(What the task asks)
Transcribe the baseball commentary word for word between "The Problem is Matt" and "Game Plan !!!!", inclusive.

(Selected text)
The Problem is Matt Hobbs !!!!
"His management of the pitching staff has been awful.. He, not our pitchers, should be to blame! He has several great arms on the bench that he is not even using.. Also, he is using guys in the wrong situations. How this guy got the job I have no idea."

"I have an idea what to do about the bullpen: napalm." (Stanley Wilson Williams, Seattle Mariners Pitching Coach, 1998)

The Problem is a Failure to Consistently Execute the Game Plan !!!!
Throw out the baseball textbook with this team. Throw out the rules that say you should not have your third hitter bunting in the first inning. Those rules do not apply to this club. Missouri should be playing that type of exaggerated small ball. A team without many power hitters – or even gap hitters – has to put the pressure on the defense before the pitcher puts pressure on its hitters. A team with only 20 extra base hits in its first 13 games – and only five in its previous six – is forced into that strategy. However, there is something to be said for consistency.

A philosophy this exaggerated can work and absolutely can lead to success, but it needs to be the team’s only identity. Missouri has attempted 29 stolen bases – persistent considering they have only been successful on 18 of them – but that is what the team needs to do to win. They need to continually put pressure on the opposition. They need to keep running and they have.
. . .
Now it seems as though that scratch-and-claw style may not be the key to their season, but consistency might be.

"My best game plan is to sit on the bench and call out specific instructions like 'C'mon Boog,' 'Get ahold of one, Frank,' or 'Let's go, Brooks.'" (Earl Weaver)

The Problem is the Team is in a Slump !!!!
In a 162-game schedule, clubs will generally lose 50 games and win 50 games. But it's what they do over those remaining 62 contests that either makes them a championship-type caliber team contending for the pennant, or an also-ran that finds itself out of playoff contention.

[Collected data entries]
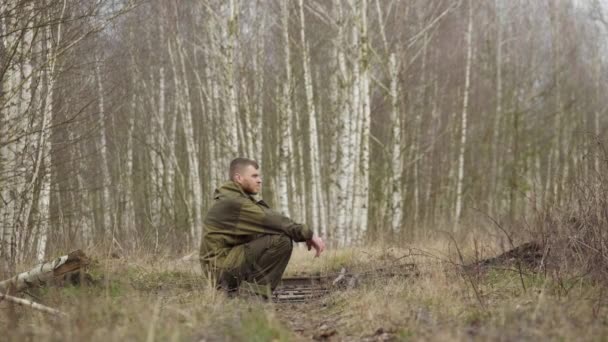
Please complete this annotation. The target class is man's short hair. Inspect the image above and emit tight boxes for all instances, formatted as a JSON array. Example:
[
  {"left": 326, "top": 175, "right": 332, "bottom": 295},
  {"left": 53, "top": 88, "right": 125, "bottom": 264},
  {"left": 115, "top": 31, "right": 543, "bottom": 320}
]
[{"left": 228, "top": 158, "right": 260, "bottom": 180}]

(Final result)
The Problem is Matt Hobbs !!!!
"His management of the pitching staff has been awful.. He, not our pitchers, should be to blame! He has several great arms on the bench that he is not even using.. Also, he is using guys in the wrong situations. How this guy got the job I have no idea."

"I have an idea what to do about the bullpen: napalm." (Stanley Wilson Williams, Seattle Mariners Pitching Coach, 1998)

The Problem is a Failure to Consistently Execute the Game Plan !!!!